GIVEN TEXT:
(begin)

Much of the administration’s evidence reportedly has come from Israeli intelligence, including intercepts of conversations of Syrian officials talking about the chemical weapons.

The five permanent members of the Security Council met today but, not surprisingly, failed to reach an agreement on how to deal with Syria as two of those veto-wielding members, Russia and China, are allies of President Bashar al-Assad.

There was also difficultly reaching agreement in the House of Commons today as Prime Minister David Cameron narrowly lost a vote, 272-285, on a measure that supported in principle military intervention in Syria.

Rep. Scott Rigell (R-Va.) today wrapped up his letter to Obama urging the commander in chief to come seek authorization from Congress before any Syria strikes with 140 signatories: 119 Republicans and 21 Democrats.

“While the Founders wisely gave the Office of the President the authority to act in emergencies, they foresaw the need to ensure public debate — and the active engagement of Congress — prior to committing U.S. military assets,” the letter states. “Engaging our military in Syria when no direct threat to the United States exists and without prior congressional authorization would violate the separation of powers that is clearly delineated in the Constitution.”

House liberals launched their own letter to Obama, led by antiwar Rep. Barbara Lee (D-Calif.).

“While we understand that as Commander in Chief you have a constitutional obligation to protect our national interests from direct attack, Congress has the constitutional obligation and power to approve military force, even if the United States or its direct interests (such as its embassies) have not been attacked or threatened with an attack. As such, we strongly urge you to seek an affirmative decision of Congress prior to committing any U.S. military engagement to this complex crisis,” states the letter, with 53 Democratic co-signers.

“We must learn the lessons of the past. Lessons from Iraq, Afghanistan, Libya, and others. We must recognize that what happens in Syria does not stay in Syria; the implications for the region are dire,” said Lee. “This letter is calling for a specific action: debate. Congress has a vital role this in this process and constitutional power that must be respected. The American people are demanding this debate before we commit our military, our money, or our forces to Syria.”

Sen. John McCain (R-Ariz.) said on CNN this evening that we’re watching Syria “evolve into one of the great humanitarian tragedies in history.”

Of the chemical weapons, McCain said Assad’s previous, smaller uses of these agents was evidence enough. “We know he’s already used them, so why wouldn’t he use them again in larger quantities?” he said.

(end)

JOB A: Return the stretch of the passage on Syria from "Much of the" through "President Bashar al-Assad.", word for word.
The passage on Syria and the listing that follows it were taken from unrelated sources.

INPUT DATA:

(begin)

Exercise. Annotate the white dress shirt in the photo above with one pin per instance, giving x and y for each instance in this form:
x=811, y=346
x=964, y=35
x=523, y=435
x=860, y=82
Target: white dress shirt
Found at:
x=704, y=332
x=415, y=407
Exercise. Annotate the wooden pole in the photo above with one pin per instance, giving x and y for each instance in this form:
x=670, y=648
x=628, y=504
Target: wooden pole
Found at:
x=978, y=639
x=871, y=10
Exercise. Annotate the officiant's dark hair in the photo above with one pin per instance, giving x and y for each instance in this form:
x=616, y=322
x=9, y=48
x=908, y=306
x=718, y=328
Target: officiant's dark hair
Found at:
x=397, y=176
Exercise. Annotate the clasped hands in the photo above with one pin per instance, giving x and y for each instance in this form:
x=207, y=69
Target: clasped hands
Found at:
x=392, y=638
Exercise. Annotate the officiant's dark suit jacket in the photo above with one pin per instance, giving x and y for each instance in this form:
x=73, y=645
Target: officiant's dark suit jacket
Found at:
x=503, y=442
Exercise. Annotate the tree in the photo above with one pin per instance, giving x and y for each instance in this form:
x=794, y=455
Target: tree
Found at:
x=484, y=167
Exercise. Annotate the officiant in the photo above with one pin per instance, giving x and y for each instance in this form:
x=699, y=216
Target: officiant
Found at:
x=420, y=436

(end)
(begin)

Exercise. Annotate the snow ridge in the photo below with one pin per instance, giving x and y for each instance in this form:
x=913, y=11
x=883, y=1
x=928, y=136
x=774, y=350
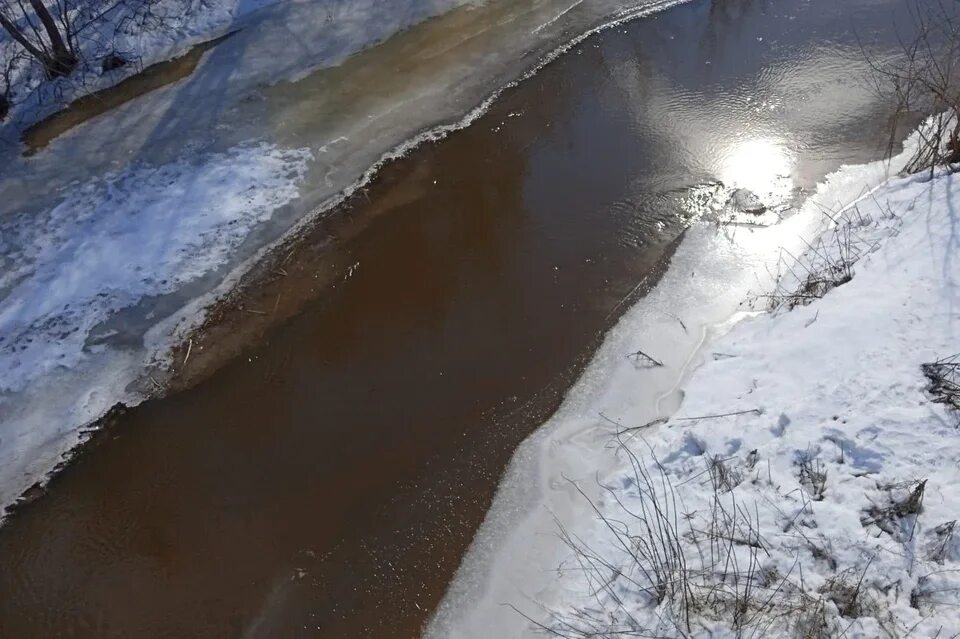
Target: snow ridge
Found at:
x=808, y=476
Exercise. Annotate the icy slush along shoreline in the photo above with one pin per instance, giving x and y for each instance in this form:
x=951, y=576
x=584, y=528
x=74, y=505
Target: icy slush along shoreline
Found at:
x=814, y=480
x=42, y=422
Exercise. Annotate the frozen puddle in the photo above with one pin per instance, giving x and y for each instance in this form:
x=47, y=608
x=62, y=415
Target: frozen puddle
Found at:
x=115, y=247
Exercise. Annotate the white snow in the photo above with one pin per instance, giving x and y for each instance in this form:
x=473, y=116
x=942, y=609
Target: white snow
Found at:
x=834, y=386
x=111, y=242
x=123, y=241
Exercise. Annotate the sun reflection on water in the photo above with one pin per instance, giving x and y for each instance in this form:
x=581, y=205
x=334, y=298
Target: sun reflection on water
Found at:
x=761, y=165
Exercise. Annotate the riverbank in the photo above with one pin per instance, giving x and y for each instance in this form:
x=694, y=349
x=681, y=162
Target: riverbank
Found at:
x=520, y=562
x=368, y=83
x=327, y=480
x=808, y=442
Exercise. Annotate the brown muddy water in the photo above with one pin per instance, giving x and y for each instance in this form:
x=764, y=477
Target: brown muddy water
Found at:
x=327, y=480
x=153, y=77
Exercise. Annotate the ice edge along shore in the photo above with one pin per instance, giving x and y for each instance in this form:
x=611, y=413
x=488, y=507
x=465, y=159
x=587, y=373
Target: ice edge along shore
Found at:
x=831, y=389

(end)
(begin)

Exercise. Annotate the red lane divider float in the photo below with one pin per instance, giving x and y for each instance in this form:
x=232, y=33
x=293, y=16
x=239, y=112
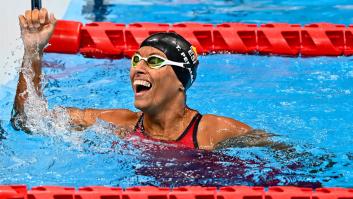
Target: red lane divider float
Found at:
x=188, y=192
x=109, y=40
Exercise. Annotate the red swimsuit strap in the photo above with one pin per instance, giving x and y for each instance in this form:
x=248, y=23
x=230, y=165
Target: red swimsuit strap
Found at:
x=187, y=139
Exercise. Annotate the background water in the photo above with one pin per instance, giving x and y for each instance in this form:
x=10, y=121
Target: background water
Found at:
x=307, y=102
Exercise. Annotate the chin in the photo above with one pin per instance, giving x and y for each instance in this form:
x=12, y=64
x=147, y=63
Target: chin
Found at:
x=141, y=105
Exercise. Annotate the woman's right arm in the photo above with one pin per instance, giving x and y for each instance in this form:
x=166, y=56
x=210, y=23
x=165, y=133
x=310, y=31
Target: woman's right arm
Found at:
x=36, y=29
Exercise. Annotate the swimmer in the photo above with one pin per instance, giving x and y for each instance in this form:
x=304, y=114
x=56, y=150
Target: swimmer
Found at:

(end)

JOB B: In the listing, take the stretch from the line containing "Exercise. Annotate the white dress" through the line containing "x=392, y=638" and change "Found at" to "Located at" throughout, leaving everything else the same. Give back only those lines.

CORRECT RESPONSE A:
Much of the administration’s evidence reportedly has come from Israeli intelligence, including intercepts of conversations of Syrian officials talking about the chemical weapons.

The five permanent members of the Security Council met today but, not surprisingly, failed to reach an agreement on how to deal with Syria as two of those veto-wielding members, Russia and China, are allies of President Bashar al-Assad.

CORRECT RESPONSE B:
Exercise. Annotate the white dress shirt in the photo above with one pin per instance, giving x and y for each instance in this form:
x=811, y=346
x=964, y=35
x=523, y=435
x=860, y=82
Target: white dress shirt
Located at:
x=704, y=332
x=415, y=407
Exercise. Annotate the wooden pole in the photo above with one pin per instance, giving x and y for each instance in this form:
x=670, y=648
x=628, y=504
Target: wooden pole
Located at:
x=978, y=639
x=871, y=10
Exercise. Annotate the officiant's dark hair in the photo above with one pin per instance, giving x and y for each instance in this form:
x=616, y=322
x=9, y=48
x=908, y=306
x=718, y=328
Target: officiant's dark hair
Located at:
x=397, y=176
Exercise. Annotate the clasped hands in the photo above with one pin per instance, giving x and y for each instance in this form:
x=207, y=69
Target: clasped hands
Located at:
x=392, y=638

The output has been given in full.